Records contained in a dataset:
● ● ● ●

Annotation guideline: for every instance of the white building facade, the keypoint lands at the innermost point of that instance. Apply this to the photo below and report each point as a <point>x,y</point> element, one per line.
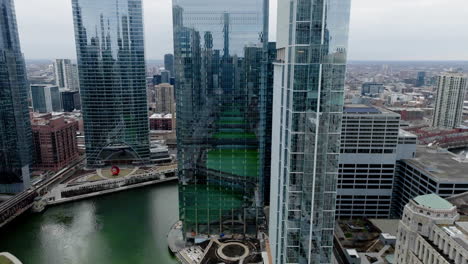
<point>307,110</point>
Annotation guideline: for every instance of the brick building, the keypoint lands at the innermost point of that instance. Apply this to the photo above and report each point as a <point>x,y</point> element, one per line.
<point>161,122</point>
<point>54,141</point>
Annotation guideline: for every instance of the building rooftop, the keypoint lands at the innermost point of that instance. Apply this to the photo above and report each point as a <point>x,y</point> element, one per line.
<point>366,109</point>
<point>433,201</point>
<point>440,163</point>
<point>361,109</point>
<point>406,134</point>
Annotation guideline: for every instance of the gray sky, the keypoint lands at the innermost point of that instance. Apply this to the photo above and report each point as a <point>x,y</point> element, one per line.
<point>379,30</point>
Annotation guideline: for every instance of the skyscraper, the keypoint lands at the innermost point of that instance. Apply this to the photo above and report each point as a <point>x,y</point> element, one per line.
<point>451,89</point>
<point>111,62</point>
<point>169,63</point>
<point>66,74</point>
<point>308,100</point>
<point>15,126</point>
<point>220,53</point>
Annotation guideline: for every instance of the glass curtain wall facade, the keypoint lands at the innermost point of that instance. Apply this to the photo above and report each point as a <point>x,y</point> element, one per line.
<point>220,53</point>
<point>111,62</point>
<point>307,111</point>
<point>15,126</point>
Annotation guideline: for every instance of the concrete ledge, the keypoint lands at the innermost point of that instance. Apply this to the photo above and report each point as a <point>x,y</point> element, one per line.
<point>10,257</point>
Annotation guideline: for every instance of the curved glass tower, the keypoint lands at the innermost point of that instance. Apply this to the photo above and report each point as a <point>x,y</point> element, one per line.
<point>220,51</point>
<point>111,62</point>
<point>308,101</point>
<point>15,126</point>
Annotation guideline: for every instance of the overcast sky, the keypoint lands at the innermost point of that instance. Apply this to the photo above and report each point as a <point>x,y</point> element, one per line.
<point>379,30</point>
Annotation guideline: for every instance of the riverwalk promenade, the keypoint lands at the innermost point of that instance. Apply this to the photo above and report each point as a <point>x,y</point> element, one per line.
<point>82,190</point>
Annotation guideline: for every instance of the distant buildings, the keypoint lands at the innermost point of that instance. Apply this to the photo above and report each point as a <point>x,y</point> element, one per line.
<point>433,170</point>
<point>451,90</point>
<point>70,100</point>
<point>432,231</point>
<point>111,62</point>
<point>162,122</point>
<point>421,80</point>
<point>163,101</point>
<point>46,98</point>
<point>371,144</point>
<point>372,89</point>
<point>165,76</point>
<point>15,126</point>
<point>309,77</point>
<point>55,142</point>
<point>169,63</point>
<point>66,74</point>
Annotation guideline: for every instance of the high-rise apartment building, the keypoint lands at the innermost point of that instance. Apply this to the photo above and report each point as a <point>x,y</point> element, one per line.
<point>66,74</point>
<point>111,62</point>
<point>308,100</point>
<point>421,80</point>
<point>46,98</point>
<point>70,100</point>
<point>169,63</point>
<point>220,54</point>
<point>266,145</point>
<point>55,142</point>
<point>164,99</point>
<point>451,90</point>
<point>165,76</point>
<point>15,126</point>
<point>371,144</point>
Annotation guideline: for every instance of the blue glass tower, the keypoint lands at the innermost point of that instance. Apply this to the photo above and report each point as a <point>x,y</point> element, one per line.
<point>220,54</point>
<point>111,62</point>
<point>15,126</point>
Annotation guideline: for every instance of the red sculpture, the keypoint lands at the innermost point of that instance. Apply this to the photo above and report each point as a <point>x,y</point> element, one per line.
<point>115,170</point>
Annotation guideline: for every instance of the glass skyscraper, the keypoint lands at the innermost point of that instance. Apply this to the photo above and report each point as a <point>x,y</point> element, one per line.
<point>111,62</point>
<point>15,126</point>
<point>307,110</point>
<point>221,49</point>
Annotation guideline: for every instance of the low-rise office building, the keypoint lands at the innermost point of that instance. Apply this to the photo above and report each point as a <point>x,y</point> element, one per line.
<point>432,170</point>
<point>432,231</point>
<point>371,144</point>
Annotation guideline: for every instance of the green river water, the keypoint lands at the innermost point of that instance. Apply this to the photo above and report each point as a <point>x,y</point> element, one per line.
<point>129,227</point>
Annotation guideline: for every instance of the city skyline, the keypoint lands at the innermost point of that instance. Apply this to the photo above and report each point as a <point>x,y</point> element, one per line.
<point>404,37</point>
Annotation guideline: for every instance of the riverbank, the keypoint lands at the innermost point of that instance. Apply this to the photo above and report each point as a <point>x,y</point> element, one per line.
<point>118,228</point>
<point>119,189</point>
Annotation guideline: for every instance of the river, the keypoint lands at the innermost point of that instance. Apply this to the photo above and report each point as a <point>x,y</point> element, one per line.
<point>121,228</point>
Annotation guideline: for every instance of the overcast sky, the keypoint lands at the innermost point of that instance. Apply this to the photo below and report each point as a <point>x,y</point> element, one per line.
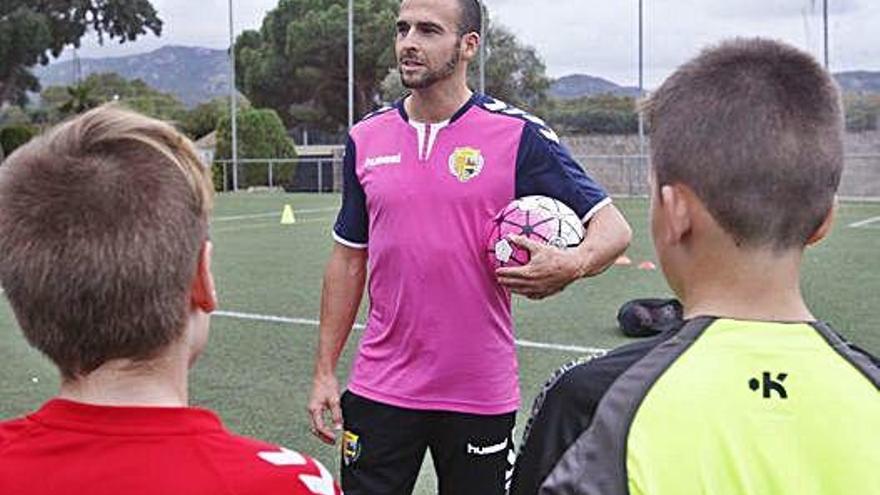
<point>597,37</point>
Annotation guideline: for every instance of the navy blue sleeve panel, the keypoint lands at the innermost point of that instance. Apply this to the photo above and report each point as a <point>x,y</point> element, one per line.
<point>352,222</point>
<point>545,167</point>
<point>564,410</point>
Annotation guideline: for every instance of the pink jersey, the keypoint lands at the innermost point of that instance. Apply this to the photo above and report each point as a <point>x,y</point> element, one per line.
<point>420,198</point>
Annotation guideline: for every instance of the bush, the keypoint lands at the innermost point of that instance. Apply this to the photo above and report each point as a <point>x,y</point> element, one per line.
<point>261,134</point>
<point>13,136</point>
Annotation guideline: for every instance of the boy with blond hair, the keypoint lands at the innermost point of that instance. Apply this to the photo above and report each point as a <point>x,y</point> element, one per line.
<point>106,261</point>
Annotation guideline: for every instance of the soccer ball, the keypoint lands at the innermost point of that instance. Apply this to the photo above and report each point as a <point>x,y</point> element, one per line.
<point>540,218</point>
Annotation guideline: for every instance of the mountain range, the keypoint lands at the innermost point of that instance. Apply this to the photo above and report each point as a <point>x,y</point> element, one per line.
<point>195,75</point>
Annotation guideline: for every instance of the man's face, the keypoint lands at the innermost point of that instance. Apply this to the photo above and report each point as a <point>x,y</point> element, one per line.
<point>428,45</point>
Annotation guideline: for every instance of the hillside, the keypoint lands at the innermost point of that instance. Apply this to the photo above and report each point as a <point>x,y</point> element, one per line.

● ● ● ●

**WHAT NEEDS TO BE DONE**. All of the records need to be restated word for word, but not the pictures.

**SOLUTION TO THE PROBLEM**.
Annotation guideline: for every instance of the white building facade, the keypoint lands at the innermost point of that instance. Apply this to the photo below and report each point as a <point>x,y</point> element, one per line.
<point>307,110</point>
Annotation guideline: for every instance of the brick building, the keypoint lands at the innermost point of that instance. Apply this to the photo above and report each point as a <point>x,y</point> element, one per line.
<point>161,122</point>
<point>54,141</point>
Annotation guideline: for every instance of the building rooftop, the keypoint lands at the innermost point of that instance. Apply this to the photo above and report each point as a <point>x,y</point> element, one per line.
<point>366,109</point>
<point>433,201</point>
<point>440,163</point>
<point>361,109</point>
<point>406,134</point>
Annotation guideline: for every instance of the gray sky, the keypoint lands at the innermost point of that instance. Apply this to the photo above and report each point as a <point>x,y</point> element, one per line.
<point>379,30</point>
Annotation guideline: for every instance of the skyscraper, the keypoint lands at the innermost point of that instance. Apply this to the photo above and report each point as a <point>x,y</point> element, one per line.
<point>451,89</point>
<point>111,62</point>
<point>169,63</point>
<point>66,74</point>
<point>308,100</point>
<point>15,126</point>
<point>220,53</point>
Annotation guideline: for every instance of the glass curtain wall facade, the keypoint lands at the innermost point of that instance. Apply this to the photo above and report each point as a <point>x,y</point> element, one per line.
<point>220,53</point>
<point>111,62</point>
<point>307,111</point>
<point>15,126</point>
Annotation guideline: for every instance of the concrete ledge, the keypoint lands at the innermost point of that instance. Apply this to the photo above and report each point as a <point>x,y</point> element, one per line.
<point>10,257</point>
Annotation guideline: for every instance of the curved glass tower, the keypoint lands at the innermost point of that instance. Apply this to the photo above and report each point as a <point>x,y</point> element, one per line.
<point>220,51</point>
<point>111,62</point>
<point>308,101</point>
<point>15,126</point>
Annotation guideline: for every instance of the overcast sky, the keypoint lands at the innermost point of that instance. Apply this to the photo above and report each point as a <point>x,y</point> element, one per line.
<point>379,30</point>
Annotation guideline: for every instance of the riverwalk promenade, the keypoint lands at the innermost point of that instance. Apply this to the photo above and report each point as a <point>x,y</point> element, one per line.
<point>82,190</point>
Annotation guideline: for every instance of the distant buildings, the keypoint lands at the innermost point of that instance. Apply this to the photo above and report each point as a <point>x,y</point> element, one per line.
<point>433,170</point>
<point>451,90</point>
<point>70,100</point>
<point>432,231</point>
<point>111,62</point>
<point>162,122</point>
<point>421,80</point>
<point>163,101</point>
<point>46,98</point>
<point>371,144</point>
<point>372,89</point>
<point>165,76</point>
<point>15,126</point>
<point>309,77</point>
<point>55,142</point>
<point>169,63</point>
<point>66,74</point>
Annotation guideline: for every instance of the high-rise apartment building, the keypoint lands at the innermost point of that instance. Apply this to the photo above and report each point as a <point>x,y</point> element, one per line.
<point>66,74</point>
<point>111,62</point>
<point>308,100</point>
<point>421,80</point>
<point>46,98</point>
<point>70,100</point>
<point>169,63</point>
<point>220,54</point>
<point>266,145</point>
<point>55,142</point>
<point>164,99</point>
<point>451,90</point>
<point>165,76</point>
<point>15,126</point>
<point>371,144</point>
Annotation guideline: for every instance of the blue glass tower, the keypoint lands at the innermost point of that instance. Apply this to the photo above and report each point as a <point>x,y</point> element, one per line.
<point>220,54</point>
<point>111,62</point>
<point>15,126</point>
Annotation guideline: for every instance of the red sculpture, the keypoint lands at the innermost point of that instance. Apply this to the photo above and report each point as a <point>x,y</point> element, one per line.
<point>115,170</point>
Annotation guideline: for every instance of the glass skyscraper, the keypoint lands at the innermost point of that instance. Apply this to the photo above and report each point as a <point>x,y</point> element, one per line.
<point>111,62</point>
<point>15,126</point>
<point>307,110</point>
<point>221,49</point>
Annotation guideline: for every instance of the low-rise office building, the keypoint lands at the innermost point of that instance. Apply this to the photo above and report each point as a <point>x,y</point> element, one per line.
<point>432,170</point>
<point>432,231</point>
<point>371,144</point>
Annotation guideline: for every instance of the green river water, the keypoint lands at the innermost point of that instance. Apply this to the photo above and report each point as a <point>x,y</point> element, one per line.
<point>129,227</point>
Annotation guideline: for every instance of the city skyline, the keypoint lands at the innermost point of that instance. Apply this to the photo above and report each point as a <point>x,y</point> element, one per line.
<point>404,37</point>
Annotation guideline: for every instance of the riverbank, the keypoint lands at the innermost point of that instance. Apply this to the photo above and report each point as a <point>x,y</point> element, one per line.
<point>118,228</point>
<point>119,189</point>
Annotation guideline: for every instance of the river, the keypoint lands at the innermost point of that instance. Apply this to the photo above and report each point as a <point>x,y</point> element, one per line.
<point>121,228</point>
Annotation guideline: for every instance of the overcast sky, the keypoint lands at the innermost point of that instance. Apply this to the photo below and report each point as a <point>x,y</point> element, one per line.
<point>597,37</point>
Annotation guideline: for every instance of the navy blue sleeve panel, the keypoint lands at the innermost point of that instance. Apply this to the photo above and report each point as a <point>x,y</point> element, one per line.
<point>352,222</point>
<point>545,167</point>
<point>564,410</point>
Annotation guideline: for every instance of the pink jersey, the keypoint lands at the innermost point of that instance. Apply this to the photo above and report each point as a <point>x,y</point> element, one per line.
<point>420,198</point>
Annotation guideline: for every instance of the bush, the keypoint lands at the innermost point of that instance. Apply this to the photo above and report each point as a <point>x,y</point> element, one per line.
<point>261,134</point>
<point>13,136</point>
Annotation guideline: for every instance of the boy with blond hair, the keypoint lands at the innermost point of that instance. Apply this to the photo above and report each point as a <point>x,y</point> element, one per line.
<point>106,261</point>
Annotation guideline: for every instance of the soccer ball, the keypoint lands at the innermost point of that instance. Apply this to the photo above and report each point as a <point>x,y</point> element, one per line.
<point>540,218</point>
Annotation guideline: for every instance of the mountain range, the keypoint lands at the innermost point of that instance. Apply this to the photo above and report each point as a <point>x,y</point> element, one per line.
<point>195,75</point>
Annotation guideline: for every instance of the man's face, the keypoint lands at the innermost point of that instance. Apply this to the photo above and report each point as a <point>x,y</point> element, one per line.
<point>428,45</point>
Annotation guideline: for every instance of the hillside, the keypoint lands at the innermost point of that instance. Apply this to the photo above and report each point as a <point>x,y</point> element, one per line.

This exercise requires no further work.